- [PROBLEM SET]:
1 – Render this sentence from the post about the French thousands separator in Spanish: "Overall, it’s a pretty good framework, but I’ve had some weird bugs here and there."
2 – Please carry the post about the French thousands separator further, picking up after its last line.

- [DOCUMENT]:
[Start]

Mystery of The French Thousands Separator

I enjoy writing silly chat bots. To indulge my silliness, I’ve been exploring the Microsoft Bot Framework. Overall, it’s a pretty good framework, but I’ve had some weird bugs here and there. It’s unclear to me if they’re my fault or not. So to dig into them, I cloned the microsoft/botbuilder-dotnet to my machine and ran all the unit tests. It’s what I do.

One of the tests failed with the message:

Assert.AreEqual failed. Expected:<12 000,3000>. Actual:<12 000,3000>.

Can you spot the difference?

It’s a little hard to see, let’s write some code to take a closer look. I’ve posted the code on dotnetfiddle if you want to play with it.

using System;
using System.Linq;
using System.Globalization;
					
public class Program
{
	public static void Main()
	{
        char nbsp = (Char)160;
		var expected = string.Join(",",
			$"12 000,3000"
			.Select(c => (int)c));
		var actual = string.Join(",",
			"12 000,3000"
			.Select(c => (int)c));
Console.WriteLine($"12{nbsp}000,3000");
		Console.WriteLine(expected);
		Console.WriteLine(actual);
	}
}

This results in:

49,50,160,48,48,48,44,51,48,48,48
49,50,8239,48,48,48,44,51,48,48,48

Would you look at that?!

[End]

- [MATERIAL]:
[Start]

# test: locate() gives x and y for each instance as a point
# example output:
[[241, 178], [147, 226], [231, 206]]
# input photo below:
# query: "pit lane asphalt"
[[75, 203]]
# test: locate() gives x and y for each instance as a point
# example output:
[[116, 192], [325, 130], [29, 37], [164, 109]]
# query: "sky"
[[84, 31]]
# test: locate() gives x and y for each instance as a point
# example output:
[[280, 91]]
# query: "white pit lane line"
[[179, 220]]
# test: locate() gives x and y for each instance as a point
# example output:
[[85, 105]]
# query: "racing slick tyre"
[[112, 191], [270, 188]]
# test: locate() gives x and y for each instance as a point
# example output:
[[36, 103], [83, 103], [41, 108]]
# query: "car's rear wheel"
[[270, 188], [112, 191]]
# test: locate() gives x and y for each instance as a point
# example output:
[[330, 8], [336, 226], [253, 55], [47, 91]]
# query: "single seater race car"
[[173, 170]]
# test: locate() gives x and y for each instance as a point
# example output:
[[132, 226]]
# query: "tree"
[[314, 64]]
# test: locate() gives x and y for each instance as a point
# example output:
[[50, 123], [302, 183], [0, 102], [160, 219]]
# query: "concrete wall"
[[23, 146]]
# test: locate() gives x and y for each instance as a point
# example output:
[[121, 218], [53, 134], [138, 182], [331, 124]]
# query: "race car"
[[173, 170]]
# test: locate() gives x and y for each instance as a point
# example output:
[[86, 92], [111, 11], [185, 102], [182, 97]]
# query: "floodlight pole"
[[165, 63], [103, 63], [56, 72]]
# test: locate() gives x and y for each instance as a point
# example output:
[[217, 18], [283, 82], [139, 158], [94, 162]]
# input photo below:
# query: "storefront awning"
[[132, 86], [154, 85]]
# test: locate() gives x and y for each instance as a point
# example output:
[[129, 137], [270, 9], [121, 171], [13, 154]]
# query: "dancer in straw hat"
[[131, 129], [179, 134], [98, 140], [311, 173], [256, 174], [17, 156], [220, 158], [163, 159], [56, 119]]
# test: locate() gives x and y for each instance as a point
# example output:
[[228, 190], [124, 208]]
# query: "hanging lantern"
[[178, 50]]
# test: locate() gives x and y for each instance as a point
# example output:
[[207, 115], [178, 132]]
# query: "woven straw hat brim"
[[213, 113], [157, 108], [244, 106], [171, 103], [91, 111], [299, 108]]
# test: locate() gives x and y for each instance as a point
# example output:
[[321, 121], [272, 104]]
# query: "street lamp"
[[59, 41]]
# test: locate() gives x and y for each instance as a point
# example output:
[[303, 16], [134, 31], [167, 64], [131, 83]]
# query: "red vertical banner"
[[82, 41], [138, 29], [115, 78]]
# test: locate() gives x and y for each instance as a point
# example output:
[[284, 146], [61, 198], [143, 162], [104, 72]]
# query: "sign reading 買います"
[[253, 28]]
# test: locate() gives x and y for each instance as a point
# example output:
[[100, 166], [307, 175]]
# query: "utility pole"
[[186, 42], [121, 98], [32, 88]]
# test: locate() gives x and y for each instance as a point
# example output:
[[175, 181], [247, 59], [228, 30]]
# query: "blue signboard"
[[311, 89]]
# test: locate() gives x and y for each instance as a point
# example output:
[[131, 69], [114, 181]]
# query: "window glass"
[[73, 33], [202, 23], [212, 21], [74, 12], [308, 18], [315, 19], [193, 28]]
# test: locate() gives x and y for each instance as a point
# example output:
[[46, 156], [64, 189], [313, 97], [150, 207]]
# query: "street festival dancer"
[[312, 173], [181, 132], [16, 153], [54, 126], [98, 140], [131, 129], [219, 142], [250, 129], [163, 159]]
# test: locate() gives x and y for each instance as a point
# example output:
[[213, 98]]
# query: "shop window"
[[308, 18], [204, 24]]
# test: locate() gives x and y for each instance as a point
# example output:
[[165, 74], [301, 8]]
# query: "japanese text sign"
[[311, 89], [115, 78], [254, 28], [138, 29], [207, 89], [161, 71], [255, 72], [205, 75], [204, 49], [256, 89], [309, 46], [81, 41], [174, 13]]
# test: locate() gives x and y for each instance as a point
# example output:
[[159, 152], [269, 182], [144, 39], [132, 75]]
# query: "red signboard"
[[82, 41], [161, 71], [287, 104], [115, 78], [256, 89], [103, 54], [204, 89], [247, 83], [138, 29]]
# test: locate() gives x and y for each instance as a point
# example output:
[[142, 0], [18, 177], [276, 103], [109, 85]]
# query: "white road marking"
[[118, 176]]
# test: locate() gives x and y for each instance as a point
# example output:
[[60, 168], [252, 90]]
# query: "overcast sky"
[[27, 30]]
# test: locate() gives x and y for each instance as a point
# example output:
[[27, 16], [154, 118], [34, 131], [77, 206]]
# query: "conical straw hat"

[End]

- [ANSWERS PROVIDED]:
1 – En general, es un framework bastante bueno, pero he tenido algunos errores raros aquí y allá.

2 –
The third character is different! In the expected string it’s value is 160 which translates to U+00A0 in unicode, or what we would know as the nbsp (aka the NO-BREAK SPACE).

But on my machine, I get 8239 there, which is U+202F which is the lesser known cousin of nbsp, the nnbsp (aka NARROW NO-BREAK SPACE).

I dug into it a little more and the code that’s being tested is formatting a number for the fr-FR locale. The space character there is determined by the NumberFormatInfo.CurrencyGroupSeparator property for the locale.

A French beret

So I wrote a little code to test this out. Again, it’s on dotnetfiddle.

using System;
using System.Globalization;
					
public class Program
{
	public static void Main()
	{
		var separator = new CultureInfo("fr-FR", false)
			.NumberFormat
			.CurrencyGroupSeparator;
		
		Console.WriteLine(
			$"Currency Group Separator for fr-FR is {(int)separator[0]}");
		Console.WriteLine(
			$"As HEX {((int)separator[0]).ToString("X")}");
	}
}

Important note, I made sure to call the CultureInfo constructor that lets us ignore user-selected culture settings from the system. Otherwise this test might be flaky for those who have customized settings on their machine.

The result on my machine and in dotnetfiddle is:

Currency Group Separator for fr-FR is 8239
As HEX 202F

To be nice, I thought I’d fix the test and submit a PR. It’s the scouting rule. However, my PR failed the build. On the projects machines, that group separator is 160. What gives? So I dug into it more and discovered the Unicode CLDR project.

CLDR does not stand for “Certainly Long, Didn’t Read.” Rather, it’s the Unicode Common Locale Data Repository. It’s a project by the Unicode Consortium to provide locale data in an XML format.

The Unicode CLDR provides key building blocks for software to support the world’s languages, with the largest and most extensive standard repository of locale data available.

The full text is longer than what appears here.